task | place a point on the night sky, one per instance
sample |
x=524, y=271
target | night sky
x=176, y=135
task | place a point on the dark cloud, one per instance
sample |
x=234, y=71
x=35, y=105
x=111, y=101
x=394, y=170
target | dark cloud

-=-=-

### Task to complete
The records above should all be quoted exactly, please.

### Exercise solution
task | place a point on the night sky, one per instance
sample |
x=524, y=271
target | night sky
x=176, y=135
task | place a point on the dark cloud, one per instance
sample |
x=234, y=71
x=35, y=105
x=111, y=101
x=394, y=170
target | dark cloud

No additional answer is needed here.